[Items taken from a data source]
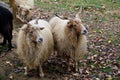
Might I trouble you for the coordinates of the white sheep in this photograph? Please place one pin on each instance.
(35, 44)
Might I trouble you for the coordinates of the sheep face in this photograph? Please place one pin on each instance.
(77, 26)
(34, 33)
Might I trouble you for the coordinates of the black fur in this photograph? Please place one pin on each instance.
(6, 26)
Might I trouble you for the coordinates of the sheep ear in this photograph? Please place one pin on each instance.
(41, 28)
(70, 24)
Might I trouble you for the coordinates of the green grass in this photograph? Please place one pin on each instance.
(73, 5)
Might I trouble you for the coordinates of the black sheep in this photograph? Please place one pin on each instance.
(6, 26)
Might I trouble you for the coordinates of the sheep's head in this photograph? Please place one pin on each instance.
(77, 26)
(33, 33)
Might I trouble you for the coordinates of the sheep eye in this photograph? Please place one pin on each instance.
(31, 32)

• **Exercise instructions**:
Print every line of the items above word for word, leaving out the pictures.

• **Correct result**:
Might I trouble you for the coordinates of the white sheep in this photograph? Please place one pin on each instance.
(35, 44)
Might I trouble you for the coordinates of the sheep face in this photograph? Please place one pin on each instance.
(77, 26)
(34, 33)
Might I trouble you for the coordinates of the black fur in this photograph? Please place one pin on each instance.
(6, 26)
Might I trouble you for the coordinates of the sheep ear in this photograph? Please place one pin on each instance.
(41, 28)
(70, 24)
Might I trouble you for the coordinates of the green grass in this photograph? Please place one pin on each instance.
(73, 5)
Might I trouble you for the coordinates of the black sheep in this photograph? Please place one pin on each instance.
(6, 26)
Might I trouble you for the coordinates of the sheep's head in this photograph? Please place one pin on each instance.
(77, 26)
(33, 33)
Might I trouble you for the coordinates of the sheep eye in this photograph? Please place one pin on each instance.
(31, 32)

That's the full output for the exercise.